Your assignment:
Reproduce exactly, and only, the lines running from the start of the entries below to the line containing "clock -> trace every instance".
*** Dataset records ***
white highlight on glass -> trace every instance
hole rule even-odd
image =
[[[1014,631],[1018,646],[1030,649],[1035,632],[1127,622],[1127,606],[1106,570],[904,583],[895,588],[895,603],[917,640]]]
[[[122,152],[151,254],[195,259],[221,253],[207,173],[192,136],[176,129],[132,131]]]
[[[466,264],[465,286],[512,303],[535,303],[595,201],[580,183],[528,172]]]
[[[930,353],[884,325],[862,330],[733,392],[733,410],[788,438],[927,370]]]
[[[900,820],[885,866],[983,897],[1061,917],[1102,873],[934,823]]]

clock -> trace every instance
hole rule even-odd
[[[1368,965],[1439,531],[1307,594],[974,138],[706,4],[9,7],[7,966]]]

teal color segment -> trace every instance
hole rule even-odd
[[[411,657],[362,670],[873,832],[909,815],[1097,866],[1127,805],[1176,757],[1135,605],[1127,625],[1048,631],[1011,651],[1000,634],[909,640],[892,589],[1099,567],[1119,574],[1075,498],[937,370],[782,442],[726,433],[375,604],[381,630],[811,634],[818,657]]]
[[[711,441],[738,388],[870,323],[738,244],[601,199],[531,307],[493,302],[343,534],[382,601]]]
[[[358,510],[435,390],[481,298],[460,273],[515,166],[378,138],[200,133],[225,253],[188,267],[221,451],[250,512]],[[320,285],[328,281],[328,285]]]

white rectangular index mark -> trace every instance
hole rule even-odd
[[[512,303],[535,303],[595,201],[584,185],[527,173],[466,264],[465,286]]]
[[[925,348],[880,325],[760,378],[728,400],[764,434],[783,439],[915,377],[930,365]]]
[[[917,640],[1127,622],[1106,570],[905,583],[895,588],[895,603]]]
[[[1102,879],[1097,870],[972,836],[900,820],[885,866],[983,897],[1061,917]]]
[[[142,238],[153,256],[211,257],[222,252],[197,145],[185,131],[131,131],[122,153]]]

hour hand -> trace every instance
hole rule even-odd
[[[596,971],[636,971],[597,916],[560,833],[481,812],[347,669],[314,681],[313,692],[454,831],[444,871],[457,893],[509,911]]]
***
Task result:
white highlight on glass -> trace every instance
hole rule even-odd
image =
[[[1014,631],[1018,646],[1030,649],[1035,632],[1127,622],[1127,606],[1106,570],[904,583],[895,588],[895,603],[917,640]]]
[[[122,152],[151,254],[195,259],[221,253],[207,173],[192,136],[176,129],[132,131]]]
[[[466,264],[465,286],[512,303],[535,303],[595,201],[580,183],[528,172]]]
[[[930,353],[884,325],[862,330],[733,392],[733,410],[788,438],[927,370]]]
[[[900,820],[885,866],[983,897],[1061,917],[1102,873],[934,823]]]

clock -> trace every instance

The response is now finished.